** start of EXTRACTED INFORMATION **

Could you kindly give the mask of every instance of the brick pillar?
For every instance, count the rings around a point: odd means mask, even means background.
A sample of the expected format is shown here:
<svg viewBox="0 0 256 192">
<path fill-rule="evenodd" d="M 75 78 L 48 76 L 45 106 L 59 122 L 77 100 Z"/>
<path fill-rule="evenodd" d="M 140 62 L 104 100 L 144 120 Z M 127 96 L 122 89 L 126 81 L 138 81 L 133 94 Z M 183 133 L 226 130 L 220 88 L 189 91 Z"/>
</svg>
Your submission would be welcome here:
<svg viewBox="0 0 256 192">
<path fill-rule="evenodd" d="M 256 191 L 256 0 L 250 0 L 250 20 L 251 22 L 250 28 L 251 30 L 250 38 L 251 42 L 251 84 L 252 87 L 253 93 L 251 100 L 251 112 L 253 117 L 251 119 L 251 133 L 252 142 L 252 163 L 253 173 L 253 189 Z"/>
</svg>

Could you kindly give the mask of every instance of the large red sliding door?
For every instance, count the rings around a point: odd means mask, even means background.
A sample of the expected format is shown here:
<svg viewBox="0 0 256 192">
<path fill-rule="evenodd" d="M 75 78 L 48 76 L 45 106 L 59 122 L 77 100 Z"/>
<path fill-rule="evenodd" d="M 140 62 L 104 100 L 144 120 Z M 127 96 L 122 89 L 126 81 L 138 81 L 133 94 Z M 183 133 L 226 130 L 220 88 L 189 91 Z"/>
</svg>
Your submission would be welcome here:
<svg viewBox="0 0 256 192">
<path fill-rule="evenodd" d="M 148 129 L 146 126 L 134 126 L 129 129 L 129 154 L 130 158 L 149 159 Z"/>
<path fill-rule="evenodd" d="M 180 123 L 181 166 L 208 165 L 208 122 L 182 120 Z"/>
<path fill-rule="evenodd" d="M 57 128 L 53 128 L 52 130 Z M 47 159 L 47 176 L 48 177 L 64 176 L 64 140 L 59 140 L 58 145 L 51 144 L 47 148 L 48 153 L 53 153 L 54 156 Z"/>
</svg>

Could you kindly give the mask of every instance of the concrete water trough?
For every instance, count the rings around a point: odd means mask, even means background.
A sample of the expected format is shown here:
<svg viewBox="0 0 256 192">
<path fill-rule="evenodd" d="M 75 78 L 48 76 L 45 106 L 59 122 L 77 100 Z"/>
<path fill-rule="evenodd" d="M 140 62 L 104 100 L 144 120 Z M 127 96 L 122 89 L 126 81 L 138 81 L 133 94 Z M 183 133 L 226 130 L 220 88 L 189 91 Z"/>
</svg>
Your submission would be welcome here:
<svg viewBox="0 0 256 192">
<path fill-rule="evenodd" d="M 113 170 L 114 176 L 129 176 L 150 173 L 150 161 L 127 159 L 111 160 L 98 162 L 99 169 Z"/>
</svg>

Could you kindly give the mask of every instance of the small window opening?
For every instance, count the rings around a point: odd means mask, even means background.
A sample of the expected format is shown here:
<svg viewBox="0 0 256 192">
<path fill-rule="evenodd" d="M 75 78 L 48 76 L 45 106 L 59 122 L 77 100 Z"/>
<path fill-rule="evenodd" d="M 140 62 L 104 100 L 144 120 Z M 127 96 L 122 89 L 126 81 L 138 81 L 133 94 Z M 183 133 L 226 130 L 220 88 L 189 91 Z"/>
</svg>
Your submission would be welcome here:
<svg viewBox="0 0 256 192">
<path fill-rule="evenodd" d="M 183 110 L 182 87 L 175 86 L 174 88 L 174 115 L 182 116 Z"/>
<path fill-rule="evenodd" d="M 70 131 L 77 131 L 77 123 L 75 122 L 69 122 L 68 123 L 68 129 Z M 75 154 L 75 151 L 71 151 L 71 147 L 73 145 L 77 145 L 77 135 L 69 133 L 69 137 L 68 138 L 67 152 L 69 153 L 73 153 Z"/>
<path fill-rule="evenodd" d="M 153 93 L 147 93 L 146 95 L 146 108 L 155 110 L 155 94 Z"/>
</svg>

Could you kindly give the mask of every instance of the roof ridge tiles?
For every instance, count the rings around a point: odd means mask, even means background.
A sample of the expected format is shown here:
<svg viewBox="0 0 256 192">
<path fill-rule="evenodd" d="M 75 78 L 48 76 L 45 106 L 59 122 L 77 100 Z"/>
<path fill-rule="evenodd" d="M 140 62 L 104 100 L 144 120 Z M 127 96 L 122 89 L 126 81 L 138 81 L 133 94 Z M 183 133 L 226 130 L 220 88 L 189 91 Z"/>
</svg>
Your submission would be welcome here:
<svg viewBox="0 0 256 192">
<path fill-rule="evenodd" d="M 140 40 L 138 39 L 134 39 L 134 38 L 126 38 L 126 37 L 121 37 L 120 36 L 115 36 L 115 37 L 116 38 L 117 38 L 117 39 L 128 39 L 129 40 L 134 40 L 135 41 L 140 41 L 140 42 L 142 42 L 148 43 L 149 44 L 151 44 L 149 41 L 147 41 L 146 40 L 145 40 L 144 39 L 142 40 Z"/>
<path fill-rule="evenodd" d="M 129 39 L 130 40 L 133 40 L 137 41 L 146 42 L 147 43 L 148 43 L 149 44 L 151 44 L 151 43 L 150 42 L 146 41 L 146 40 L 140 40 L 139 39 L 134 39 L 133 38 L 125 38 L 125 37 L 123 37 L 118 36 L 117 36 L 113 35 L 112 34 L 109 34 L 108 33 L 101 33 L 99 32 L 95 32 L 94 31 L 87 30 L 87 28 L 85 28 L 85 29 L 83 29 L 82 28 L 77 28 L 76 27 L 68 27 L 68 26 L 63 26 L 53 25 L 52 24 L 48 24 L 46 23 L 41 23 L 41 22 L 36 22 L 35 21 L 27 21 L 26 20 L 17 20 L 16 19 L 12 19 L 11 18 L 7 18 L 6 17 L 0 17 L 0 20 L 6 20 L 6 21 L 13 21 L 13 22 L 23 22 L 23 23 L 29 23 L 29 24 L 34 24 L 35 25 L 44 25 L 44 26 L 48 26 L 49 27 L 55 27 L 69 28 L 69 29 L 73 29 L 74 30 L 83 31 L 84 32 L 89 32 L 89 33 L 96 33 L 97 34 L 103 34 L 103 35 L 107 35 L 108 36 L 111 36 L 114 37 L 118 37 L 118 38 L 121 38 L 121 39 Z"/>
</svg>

** end of EXTRACTED INFORMATION **

**BRIEF:** Please copy the material above word for word, every line unchanged.

**TASK SOLUTION:**
Could you kindly give the mask of every instance of the brick pillar?
For every instance, count the rings around a point: odd means mask, even means background.
A sample of the expected format is shown here:
<svg viewBox="0 0 256 192">
<path fill-rule="evenodd" d="M 75 78 L 48 76 L 45 106 L 59 122 L 77 100 Z"/>
<path fill-rule="evenodd" d="M 140 62 L 104 100 L 144 120 Z M 127 96 L 122 89 L 126 81 L 138 81 L 133 94 Z M 183 133 L 226 130 L 220 88 L 189 91 Z"/>
</svg>
Your submission would be welcome here:
<svg viewBox="0 0 256 192">
<path fill-rule="evenodd" d="M 256 191 L 256 0 L 250 0 L 250 20 L 251 22 L 250 28 L 251 30 L 250 38 L 251 42 L 251 84 L 252 87 L 253 93 L 251 100 L 251 112 L 253 117 L 251 119 L 251 133 L 252 142 L 252 163 L 253 173 L 253 189 Z"/>
</svg>

Could you kindly give the mask of every instance of the large red sliding door?
For every instance, count the rings around a point: odd means mask, even means background.
A sample of the expected format is shown here:
<svg viewBox="0 0 256 192">
<path fill-rule="evenodd" d="M 75 78 L 48 76 L 45 106 L 59 122 L 77 100 Z"/>
<path fill-rule="evenodd" d="M 140 62 L 104 100 L 144 120 Z M 127 96 L 122 89 L 126 81 L 138 81 L 133 94 Z M 183 133 L 226 130 L 220 88 L 189 91 Z"/>
</svg>
Your submission would be welcome here:
<svg viewBox="0 0 256 192">
<path fill-rule="evenodd" d="M 148 129 L 146 126 L 134 126 L 129 129 L 129 154 L 130 158 L 149 159 Z"/>
<path fill-rule="evenodd" d="M 180 123 L 181 166 L 208 165 L 208 122 L 182 120 Z"/>
<path fill-rule="evenodd" d="M 57 128 L 53 128 L 52 130 Z M 47 159 L 47 176 L 48 177 L 64 176 L 64 140 L 59 140 L 58 145 L 51 144 L 47 148 L 48 153 L 53 153 L 54 156 Z"/>
</svg>

Could you kindly give the mask of every instance of the concrete water trough?
For every instance, count the rings around a point: odd means mask, even means background.
A sample of the expected format is shown here:
<svg viewBox="0 0 256 192">
<path fill-rule="evenodd" d="M 75 78 L 48 76 L 45 106 L 59 122 L 77 100 Z"/>
<path fill-rule="evenodd" d="M 140 62 L 104 100 L 144 120 Z M 127 96 L 122 89 L 126 81 L 138 81 L 133 94 Z M 183 133 L 226 130 L 220 88 L 189 91 Z"/>
</svg>
Your submission would be welcome here:
<svg viewBox="0 0 256 192">
<path fill-rule="evenodd" d="M 113 170 L 114 176 L 129 176 L 150 173 L 150 161 L 127 159 L 111 160 L 98 162 L 99 169 Z"/>
</svg>

Could you kindly give the mask of every instance of the small window opening?
For every instance, count the rings around a point: odd means mask, even means background.
A sample of the expected format is shown here:
<svg viewBox="0 0 256 192">
<path fill-rule="evenodd" d="M 75 78 L 48 76 L 45 106 L 59 122 L 77 100 Z"/>
<path fill-rule="evenodd" d="M 140 62 L 104 100 L 144 120 Z M 127 96 L 122 89 L 126 81 L 138 81 L 133 94 Z M 183 133 L 226 130 L 220 88 L 189 91 Z"/>
</svg>
Your submission would be welcome here:
<svg viewBox="0 0 256 192">
<path fill-rule="evenodd" d="M 183 110 L 182 87 L 175 86 L 174 88 L 174 115 L 182 116 Z"/>
<path fill-rule="evenodd" d="M 70 131 L 77 131 L 77 123 L 75 122 L 69 122 L 68 123 L 68 129 Z M 75 154 L 75 151 L 71 151 L 71 147 L 73 145 L 77 145 L 77 135 L 69 133 L 69 137 L 68 138 L 67 152 L 69 153 L 73 153 Z"/>
<path fill-rule="evenodd" d="M 153 93 L 147 93 L 146 95 L 146 108 L 155 110 L 155 94 Z"/>
</svg>

Could you kindly give the mask of every instance of the roof ridge tiles?
For every instance, count the rings around a point: odd means mask, even means background.
A sample of the expected format is shown here:
<svg viewBox="0 0 256 192">
<path fill-rule="evenodd" d="M 75 78 L 48 76 L 45 106 L 59 122 L 77 100 Z"/>
<path fill-rule="evenodd" d="M 140 62 L 104 100 L 144 120 Z M 127 96 L 122 89 L 126 81 L 138 81 L 133 94 Z M 183 133 L 226 130 L 220 88 L 189 91 Z"/>
</svg>
Your submission would be welcome here:
<svg viewBox="0 0 256 192">
<path fill-rule="evenodd" d="M 140 40 L 138 39 L 134 39 L 134 38 L 126 38 L 126 37 L 121 37 L 120 36 L 115 36 L 115 37 L 116 38 L 117 38 L 117 39 L 128 39 L 129 40 L 134 40 L 135 41 L 140 41 L 140 42 L 142 42 L 148 43 L 149 44 L 151 44 L 149 41 L 147 41 L 146 40 L 145 40 L 144 39 L 142 40 Z"/>
<path fill-rule="evenodd" d="M 129 39 L 130 40 L 133 40 L 137 41 L 146 42 L 147 43 L 148 43 L 149 44 L 151 44 L 151 43 L 150 42 L 146 41 L 146 40 L 140 40 L 139 39 L 134 39 L 133 38 L 125 38 L 125 37 L 123 37 L 118 36 L 117 36 L 113 35 L 112 34 L 109 34 L 108 33 L 101 33 L 99 32 L 95 32 L 94 31 L 87 30 L 87 28 L 85 28 L 85 29 L 83 29 L 82 28 L 77 28 L 76 27 L 68 27 L 68 26 L 63 26 L 53 25 L 52 24 L 48 24 L 46 23 L 41 23 L 41 22 L 36 22 L 35 21 L 27 21 L 26 20 L 17 20 L 16 19 L 12 19 L 11 18 L 7 18 L 6 17 L 0 17 L 0 20 L 6 20 L 6 21 L 13 21 L 13 22 L 23 22 L 23 23 L 29 23 L 29 24 L 34 24 L 35 25 L 44 25 L 44 26 L 48 26 L 49 27 L 55 27 L 69 28 L 69 29 L 73 29 L 74 30 L 83 31 L 84 32 L 89 32 L 89 33 L 96 33 L 97 34 L 103 34 L 103 35 L 107 35 L 108 36 L 111 36 L 114 37 L 118 37 L 118 38 L 121 38 L 121 39 Z"/>
</svg>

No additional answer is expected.